Data drawn from a collection:
---

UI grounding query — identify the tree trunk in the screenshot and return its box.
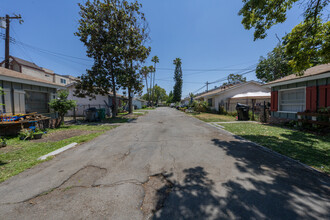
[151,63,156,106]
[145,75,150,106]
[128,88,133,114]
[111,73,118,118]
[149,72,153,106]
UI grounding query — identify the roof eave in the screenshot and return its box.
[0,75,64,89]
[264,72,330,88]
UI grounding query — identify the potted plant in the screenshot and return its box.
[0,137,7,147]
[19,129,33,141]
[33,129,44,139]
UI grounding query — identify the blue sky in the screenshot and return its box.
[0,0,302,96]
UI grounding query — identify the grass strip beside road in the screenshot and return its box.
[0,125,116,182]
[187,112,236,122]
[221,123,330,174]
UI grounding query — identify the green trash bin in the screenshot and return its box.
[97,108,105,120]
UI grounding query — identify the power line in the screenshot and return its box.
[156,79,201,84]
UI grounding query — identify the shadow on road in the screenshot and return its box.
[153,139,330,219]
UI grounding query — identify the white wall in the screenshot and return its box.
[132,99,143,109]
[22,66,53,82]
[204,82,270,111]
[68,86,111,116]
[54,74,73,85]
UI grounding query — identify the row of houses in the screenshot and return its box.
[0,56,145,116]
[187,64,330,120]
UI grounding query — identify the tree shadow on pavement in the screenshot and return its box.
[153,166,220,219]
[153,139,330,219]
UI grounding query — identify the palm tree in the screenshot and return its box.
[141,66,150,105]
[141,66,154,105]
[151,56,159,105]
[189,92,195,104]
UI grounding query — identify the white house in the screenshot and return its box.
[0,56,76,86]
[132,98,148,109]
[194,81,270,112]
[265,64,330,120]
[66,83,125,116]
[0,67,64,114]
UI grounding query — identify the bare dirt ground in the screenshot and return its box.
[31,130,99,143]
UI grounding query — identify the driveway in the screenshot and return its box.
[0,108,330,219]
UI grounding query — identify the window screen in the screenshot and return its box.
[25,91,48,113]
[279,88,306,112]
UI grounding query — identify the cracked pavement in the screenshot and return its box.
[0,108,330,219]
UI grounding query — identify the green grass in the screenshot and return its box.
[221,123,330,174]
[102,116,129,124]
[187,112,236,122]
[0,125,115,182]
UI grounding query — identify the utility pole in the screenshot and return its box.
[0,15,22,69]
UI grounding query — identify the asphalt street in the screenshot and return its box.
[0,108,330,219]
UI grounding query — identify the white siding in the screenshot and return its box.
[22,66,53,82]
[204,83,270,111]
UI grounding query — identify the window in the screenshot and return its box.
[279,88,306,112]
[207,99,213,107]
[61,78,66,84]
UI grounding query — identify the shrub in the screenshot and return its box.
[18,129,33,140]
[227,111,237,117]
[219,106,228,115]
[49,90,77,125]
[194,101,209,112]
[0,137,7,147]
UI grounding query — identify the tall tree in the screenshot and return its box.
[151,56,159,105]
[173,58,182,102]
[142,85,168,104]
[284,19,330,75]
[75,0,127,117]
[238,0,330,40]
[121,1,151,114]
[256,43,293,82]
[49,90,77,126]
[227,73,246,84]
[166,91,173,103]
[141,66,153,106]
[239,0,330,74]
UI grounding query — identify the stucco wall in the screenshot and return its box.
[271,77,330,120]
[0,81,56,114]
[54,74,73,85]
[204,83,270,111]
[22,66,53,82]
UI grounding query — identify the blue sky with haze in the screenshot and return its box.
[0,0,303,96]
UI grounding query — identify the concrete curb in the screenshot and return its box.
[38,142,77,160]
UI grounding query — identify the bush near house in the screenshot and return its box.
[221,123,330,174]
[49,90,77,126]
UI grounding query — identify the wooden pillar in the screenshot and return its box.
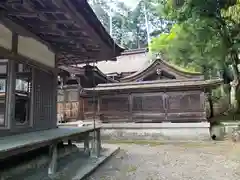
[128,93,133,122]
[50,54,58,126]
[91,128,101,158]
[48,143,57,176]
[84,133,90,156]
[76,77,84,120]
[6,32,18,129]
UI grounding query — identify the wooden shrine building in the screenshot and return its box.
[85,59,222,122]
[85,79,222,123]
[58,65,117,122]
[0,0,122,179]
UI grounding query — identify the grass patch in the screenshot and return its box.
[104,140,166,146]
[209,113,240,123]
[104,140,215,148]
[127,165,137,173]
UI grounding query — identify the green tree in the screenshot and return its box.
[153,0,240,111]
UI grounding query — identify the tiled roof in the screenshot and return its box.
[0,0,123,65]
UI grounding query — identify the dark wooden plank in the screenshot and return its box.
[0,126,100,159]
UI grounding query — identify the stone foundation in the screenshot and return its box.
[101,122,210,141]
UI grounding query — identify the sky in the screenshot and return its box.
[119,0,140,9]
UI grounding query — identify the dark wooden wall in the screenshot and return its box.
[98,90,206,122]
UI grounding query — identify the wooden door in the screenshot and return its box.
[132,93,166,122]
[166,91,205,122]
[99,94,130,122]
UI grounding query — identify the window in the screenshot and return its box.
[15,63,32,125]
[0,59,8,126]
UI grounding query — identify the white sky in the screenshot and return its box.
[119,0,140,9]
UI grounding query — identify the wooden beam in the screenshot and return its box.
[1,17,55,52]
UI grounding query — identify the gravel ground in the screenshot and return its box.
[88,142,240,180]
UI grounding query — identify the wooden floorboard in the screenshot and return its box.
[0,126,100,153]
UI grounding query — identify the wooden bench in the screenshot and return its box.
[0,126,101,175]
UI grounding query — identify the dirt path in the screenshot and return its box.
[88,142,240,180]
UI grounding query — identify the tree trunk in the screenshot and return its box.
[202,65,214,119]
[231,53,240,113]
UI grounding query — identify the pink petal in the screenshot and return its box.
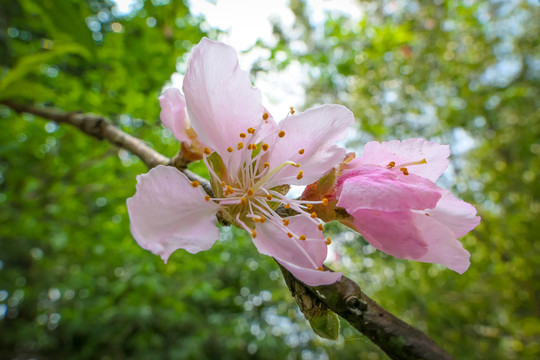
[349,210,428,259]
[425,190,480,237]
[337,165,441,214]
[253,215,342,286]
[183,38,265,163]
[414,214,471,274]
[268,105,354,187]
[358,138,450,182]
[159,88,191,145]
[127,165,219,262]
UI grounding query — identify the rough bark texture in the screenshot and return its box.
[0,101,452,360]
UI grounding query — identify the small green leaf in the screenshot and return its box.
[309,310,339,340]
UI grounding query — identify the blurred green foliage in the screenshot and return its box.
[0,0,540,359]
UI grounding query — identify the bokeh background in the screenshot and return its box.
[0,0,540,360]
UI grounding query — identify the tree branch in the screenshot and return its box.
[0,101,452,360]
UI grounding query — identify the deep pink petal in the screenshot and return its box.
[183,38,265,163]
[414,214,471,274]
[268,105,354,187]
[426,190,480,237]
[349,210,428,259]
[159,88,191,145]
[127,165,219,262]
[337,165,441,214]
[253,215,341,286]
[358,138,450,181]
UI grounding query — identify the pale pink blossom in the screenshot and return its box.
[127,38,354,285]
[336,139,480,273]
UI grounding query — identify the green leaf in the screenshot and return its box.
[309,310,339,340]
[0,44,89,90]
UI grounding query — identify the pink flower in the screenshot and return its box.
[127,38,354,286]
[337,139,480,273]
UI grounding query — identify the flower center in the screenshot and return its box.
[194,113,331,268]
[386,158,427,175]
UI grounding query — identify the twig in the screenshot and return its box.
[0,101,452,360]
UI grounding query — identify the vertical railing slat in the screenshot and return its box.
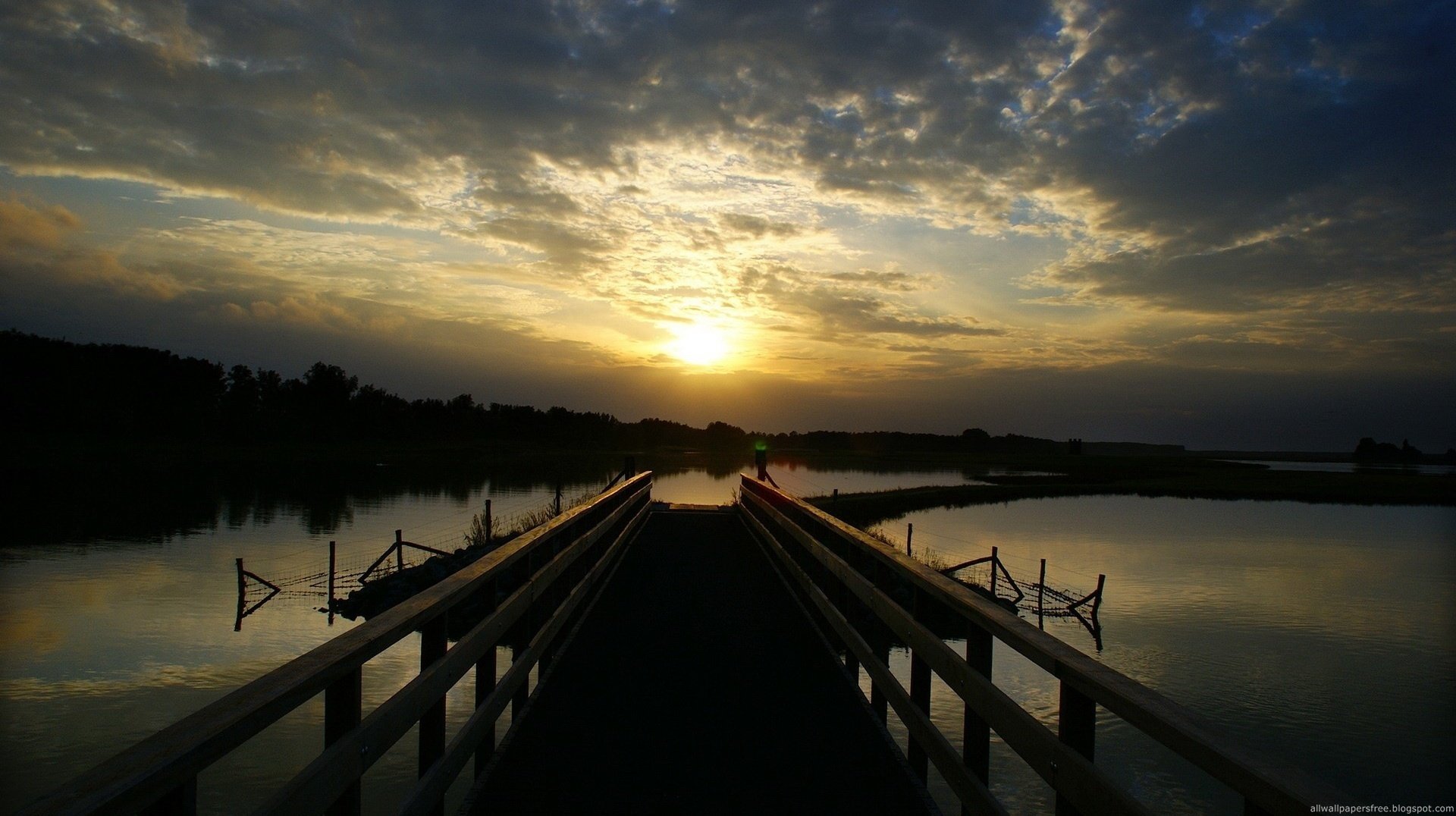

---

* **Work to be completed**: Edit the lines above by replacing every "UI grounding query" with "Object location request" and leaving everything else unchanged. Leave the pictures out of your answer.

* **Solution to this problem**:
Object location request — identify the tree trunk in the screenshot and return its box.
[151,63,156,106]
[145,75,150,106]
[128,88,133,114]
[111,73,118,118]
[149,72,153,106]
Object location request — identify the roof eave in the screenshot and return its box.
[0,75,64,89]
[264,72,330,88]
Object location request — identify the potted plant in the screenshot and return its box.
[0,137,7,147]
[19,129,33,141]
[33,129,44,139]
Object location request — identify the blue sky in the screenshot and return its box.
[0,0,302,96]
Object location request — identify the grass strip beside road in the screenshot and return its box.
[0,125,116,182]
[187,112,236,122]
[221,123,330,174]
Object location request — identify the green trash bin in the screenshot and return its box.
[97,108,105,120]
Object location request — identify the power line in the screenshot and return its box.
[156,79,201,84]
Object location request — identify the shadow on road in the screenshot and return its box.
[153,139,330,219]
Object location request — identify the white wall in the screenshot and return its box.
[132,99,143,109]
[22,66,53,82]
[204,82,270,111]
[68,86,111,116]
[54,74,73,85]
Object location request — identify the row of houses in the screenshot and return its box.
[0,56,145,116]
[187,64,330,120]
Object location request — identify the tree shadow on pavement in the screenshot and return its box.
[153,166,220,219]
[153,139,330,219]
Object location request — identify the palm tree in the screenshot and return its box.
[141,66,150,105]
[141,66,154,105]
[151,56,159,105]
[189,92,195,104]
Object location request — identify the white house in the screenshot and return its box.
[0,56,76,86]
[132,98,148,109]
[194,81,270,112]
[265,64,330,120]
[66,83,125,116]
[0,67,64,114]
Object location request — identify the bare dirt ground in the screenshot and return its box.
[31,130,99,143]
Object location request — identify the driveway in the screenshot and return its box.
[0,108,330,219]
Object location request — identify the window screen in the screenshot and return its box.
[25,91,48,113]
[279,88,306,112]
Object location request — identify the cracked pavement in the screenshot and return its box.
[0,108,330,219]
Object location request — identify the green grass in the screenshot and return its box.
[221,123,330,174]
[102,116,129,124]
[187,112,236,122]
[0,125,115,182]
Object location request — identify the utility pole in the screenshot and return its box.
[0,15,22,69]
Object location request — identify the asphalt street in the screenshot and return its box.
[0,108,330,219]
Object location request — identify the white siding in the screenshot and return its box.
[22,66,53,82]
[204,83,270,111]
Object location request — identify the window in the screenshot and return its box.
[279,88,306,112]
[207,99,213,107]
[61,78,66,84]
Object location request — identify the shrub in the screenshot and return its box.
[18,129,33,140]
[227,111,237,117]
[219,106,228,115]
[49,90,77,125]
[194,101,209,112]
[0,137,7,147]
Object location request — identify the tall tree in the screenshot and return its box.
[151,56,159,105]
[173,58,182,102]
[142,85,168,104]
[284,19,330,75]
[75,0,127,117]
[238,0,330,40]
[121,1,151,114]
[256,43,293,82]
[49,90,77,126]
[227,73,246,84]
[166,91,173,103]
[141,66,153,106]
[239,0,330,74]
Object location request — identify the stucco wall in the screenshot and return its box.
[271,77,330,120]
[0,81,56,114]
[54,74,73,85]
[204,83,270,111]
[22,66,53,82]
Object location request — identify the blue sky with haze in the screenshot and return its box.
[0,0,303,96]
Object location request — identify the concrete curb in the screenshot and return its box.
[38,142,77,160]
Object location request — identify the bush near house in the screenshot and return its box.
[221,123,330,174]
[49,90,77,126]
Object location request — identify the wooden pillar in the screenshot and return its box.
[128,93,133,122]
[50,54,58,126]
[91,128,101,158]
[48,143,57,176]
[84,133,90,156]
[76,77,84,120]
[6,32,18,129]
Object location request — identify the wooden shrine building in the screenshot and return its box.
[85,59,222,122]
[85,79,222,123]
[58,65,117,122]
[0,0,122,179]
Object location request — identify the grass patch in the screenshot and return its box.
[104,140,166,146]
[209,113,240,123]
[104,140,215,148]
[127,165,137,173]
Object location request — identify the green tree in the screenshot and return its box.
[153,0,240,111]
Object location request — identify the tiled roof in the screenshot and return its box.
[0,0,123,65]
Object location request — identify the dark wooden plank in the screenshot and return its box.
[0,126,100,159]
Object location request — identify the stone foundation in the screenshot and return its box.
[101,122,210,141]
Object location request — identify the sky in the screenshot and return its box.
[119,0,140,9]
Object location request — identify the dark wooden wall in the screenshot and return its box.
[98,90,206,122]
Object location request — identify the wooden door in the screenshot and return its box.
[132,93,166,122]
[166,91,205,122]
[99,94,130,122]
Object location request — identify the window in the screenshot and return its box.
[15,63,32,125]
[0,59,8,126]
Object location request — identify the white sky in the screenshot and return its box.
[119,0,140,9]
Object location request — identify the wooden beam in the screenshot and return its box.
[1,17,55,52]
Object location request — identify the gravel ground in the screenshot and return its box.
[88,142,240,180]
Object location request — identify the wooden floorboard in the screenshot and return its box.
[0,126,100,153]
Object location request — identify the wooden bench in the screenshot and return its box.
[0,126,101,175]
Object location request — identify the dirt path in the screenshot and return its box.
[88,142,240,180]
Object location request — identify the tree trunk in the screenshot and return its box.
[202,65,214,119]
[231,53,240,113]
Object location request — identify the pink petal in the screenshot and return its box.
[349,210,428,259]
[425,190,480,237]
[337,165,441,214]
[253,215,342,286]
[183,38,265,163]
[414,214,471,274]
[268,105,354,187]
[358,138,450,182]
[159,88,191,145]
[127,165,219,262]
Object location request — identify the rough bark texture in the screenshot and return its box.
[0,101,452,360]
Object location request — identify the small green leaf in the screenshot and return its box.
[309,310,339,340]
Object location request — identify the blurred green foliage in the screenshot and return its box.
[0,0,540,359]
Object location request — identify the bokeh background in the screenshot and return its box.
[0,0,540,360]
Object location request — identify the tree branch in the screenshot and return its box.
[0,101,452,360]
Object location request — identify the deep pink petal in the screenshot and return its box.
[183,38,265,163]
[414,214,471,274]
[268,105,354,187]
[426,190,480,237]
[349,210,428,259]
[159,88,191,145]
[127,165,219,262]
[337,165,441,214]
[253,215,341,286]
[358,138,450,181]
Object location request — identify the pale pink blossom in the screenshot and return its box.
[127,38,354,285]
[336,139,480,273]
Object location request — identify the green leaf in the screenshot and return its box.
[309,310,339,340]
[0,44,89,90]
Object location request — identify the pink flower in the screenshot and return its box.
[127,38,354,286]
[337,139,480,273]
Object location request — identify the flower center in the screenshot and return its box.
[194,113,331,268]
[386,158,427,175]
Object location request — identify the twig in the screenshot and return its box.
[0,101,452,360]
Object location request — identify the vertical railing slat in the screenshot and return its box.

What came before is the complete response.